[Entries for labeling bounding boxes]
☆ ☆ ☆ ☆ ☆

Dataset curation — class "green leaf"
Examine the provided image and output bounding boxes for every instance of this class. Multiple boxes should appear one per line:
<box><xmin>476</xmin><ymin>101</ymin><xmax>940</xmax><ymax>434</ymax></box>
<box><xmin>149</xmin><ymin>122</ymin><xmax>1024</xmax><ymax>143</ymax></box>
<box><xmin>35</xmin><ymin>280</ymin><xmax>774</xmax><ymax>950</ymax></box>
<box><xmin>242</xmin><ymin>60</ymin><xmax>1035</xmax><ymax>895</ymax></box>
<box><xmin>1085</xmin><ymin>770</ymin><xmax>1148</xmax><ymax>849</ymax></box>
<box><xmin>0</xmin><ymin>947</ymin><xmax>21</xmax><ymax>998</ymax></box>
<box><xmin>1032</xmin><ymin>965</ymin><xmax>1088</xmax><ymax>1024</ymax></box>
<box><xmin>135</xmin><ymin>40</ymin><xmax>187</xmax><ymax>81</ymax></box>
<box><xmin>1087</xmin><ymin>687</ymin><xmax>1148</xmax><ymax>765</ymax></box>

☆ ☆ ☆ ☆ ☆

Rewrite every line of the entries above as a numbered list, and omit any blank lines.

Worked answer:
1. Dataset curation — class "green leaf"
2. Examine the provided image and output bounding boxes for every instance of this class. Multiple boxes should appear one per line:
3. <box><xmin>476</xmin><ymin>101</ymin><xmax>940</xmax><ymax>434</ymax></box>
4. <box><xmin>149</xmin><ymin>122</ymin><xmax>1024</xmax><ymax>143</ymax></box>
5. <box><xmin>35</xmin><ymin>280</ymin><xmax>774</xmax><ymax>950</ymax></box>
6. <box><xmin>242</xmin><ymin>60</ymin><xmax>1035</xmax><ymax>895</ymax></box>
7. <box><xmin>1085</xmin><ymin>770</ymin><xmax>1148</xmax><ymax>849</ymax></box>
8. <box><xmin>0</xmin><ymin>947</ymin><xmax>21</xmax><ymax>998</ymax></box>
9. <box><xmin>1032</xmin><ymin>965</ymin><xmax>1088</xmax><ymax>1024</ymax></box>
10. <box><xmin>135</xmin><ymin>40</ymin><xmax>187</xmax><ymax>81</ymax></box>
11. <box><xmin>1087</xmin><ymin>687</ymin><xmax>1148</xmax><ymax>765</ymax></box>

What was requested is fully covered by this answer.